Convert everything in the material below, from the line containing "Target = flagpole" down to its last line, both included, into a JSON list of strings with one string per line and blank lines omitted.

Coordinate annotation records
§ §

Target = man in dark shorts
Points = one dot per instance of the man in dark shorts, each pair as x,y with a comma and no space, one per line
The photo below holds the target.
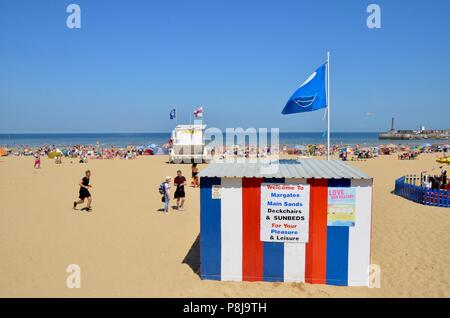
180,182
84,192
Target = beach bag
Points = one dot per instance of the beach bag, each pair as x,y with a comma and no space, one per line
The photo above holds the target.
162,188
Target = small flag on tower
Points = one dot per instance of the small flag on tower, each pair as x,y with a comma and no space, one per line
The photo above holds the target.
198,112
173,113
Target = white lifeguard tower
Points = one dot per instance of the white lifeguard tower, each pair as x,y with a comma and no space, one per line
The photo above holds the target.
188,144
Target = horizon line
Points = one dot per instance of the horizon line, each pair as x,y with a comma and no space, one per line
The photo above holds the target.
158,132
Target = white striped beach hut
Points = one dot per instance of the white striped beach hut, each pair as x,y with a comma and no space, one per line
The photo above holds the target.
290,221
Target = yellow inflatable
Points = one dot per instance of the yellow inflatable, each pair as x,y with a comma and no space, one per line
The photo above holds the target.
54,154
444,160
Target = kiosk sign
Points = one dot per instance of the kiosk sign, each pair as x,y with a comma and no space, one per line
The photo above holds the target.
284,212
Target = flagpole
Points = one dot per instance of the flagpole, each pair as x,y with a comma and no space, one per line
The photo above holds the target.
328,105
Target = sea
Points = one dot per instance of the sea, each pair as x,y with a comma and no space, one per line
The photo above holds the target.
159,138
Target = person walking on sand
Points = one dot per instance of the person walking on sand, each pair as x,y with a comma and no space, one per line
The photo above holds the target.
164,189
37,161
180,182
194,182
84,192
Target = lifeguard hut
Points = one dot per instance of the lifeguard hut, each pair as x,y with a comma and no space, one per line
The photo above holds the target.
188,144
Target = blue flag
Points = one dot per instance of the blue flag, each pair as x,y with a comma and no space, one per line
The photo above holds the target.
310,96
173,114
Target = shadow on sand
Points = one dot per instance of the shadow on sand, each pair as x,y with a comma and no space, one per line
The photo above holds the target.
192,258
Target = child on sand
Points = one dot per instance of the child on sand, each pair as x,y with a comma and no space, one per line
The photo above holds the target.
180,182
194,182
84,192
37,161
166,193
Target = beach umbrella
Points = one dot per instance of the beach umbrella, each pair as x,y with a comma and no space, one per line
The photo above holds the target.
3,152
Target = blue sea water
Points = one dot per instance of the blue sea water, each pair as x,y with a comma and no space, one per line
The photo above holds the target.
124,139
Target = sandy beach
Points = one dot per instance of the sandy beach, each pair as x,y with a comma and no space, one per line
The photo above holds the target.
126,247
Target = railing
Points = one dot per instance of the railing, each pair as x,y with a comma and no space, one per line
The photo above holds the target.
407,187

§ §

— EXERCISE ANSWER —
[
  "Target = flagpole",
  "Points = one dot per instance of the flagpole, each pair as x,y with a comma and no space, one per line",
  "The photo above holds the target.",
  "328,105",
  "Target = sea",
  "Points = one dot per instance of the sea, each pair as x,y with a comma and no space, one per line",
  "The photo above holds the target.",
  "159,138",
  "Target = person walking on sand",
  "Points = one dot per instance of the person walking on sand, each pair as x,y with a comma and no space, one per line",
  "The photo above holds the target.",
  "164,189",
  "37,161",
  "180,182",
  "194,182",
  "84,192",
  "Target = lifeguard hut",
  "Points = one dot per instance of the lifeguard hut, each pair as x,y with a comma and no space, one per line",
  "The photo above holds the target.",
  "188,144",
  "Target = blue flag",
  "Points = one dot per instance of the blue flag, each pair as x,y with a comma and no space, one per line",
  "The photo above holds the target.",
  "310,96",
  "173,114",
  "Target = shadow on sand",
  "Points = one dot per instance of the shadow on sand, each pair as x,y with a comma and no space, one per line",
  "The photo above holds the target.",
  "192,258",
  "Target = child on sand",
  "Points = one dot per instance of the child on sand, each pair as x,y with a comma and no space, one per line",
  "The photo above holds the target.",
  "180,182",
  "194,182",
  "84,192",
  "37,161",
  "166,193",
  "Target = beach umbrella",
  "Points = one dot per instance of the beach umbrella, each pair as x,y with a comma and no space, one per line",
  "The photo above holds the target.",
  "3,152",
  "Target = blue sea water",
  "Points = one dot per instance of the blue sea water, each pair as x,y with a comma and no space, one per line",
  "The photo above holds the target.",
  "124,139",
  "Target = sandy beach",
  "Points = one dot per instance of the sandy beach, each pair as x,y with a comma and no space, one per line",
  "The photo above holds the target.",
  "126,247",
  "Target = railing",
  "Points = one dot per instance of the railing, each pair as x,y with a comma and no space, one per line",
  "The photo above holds the target.",
  "407,187"
]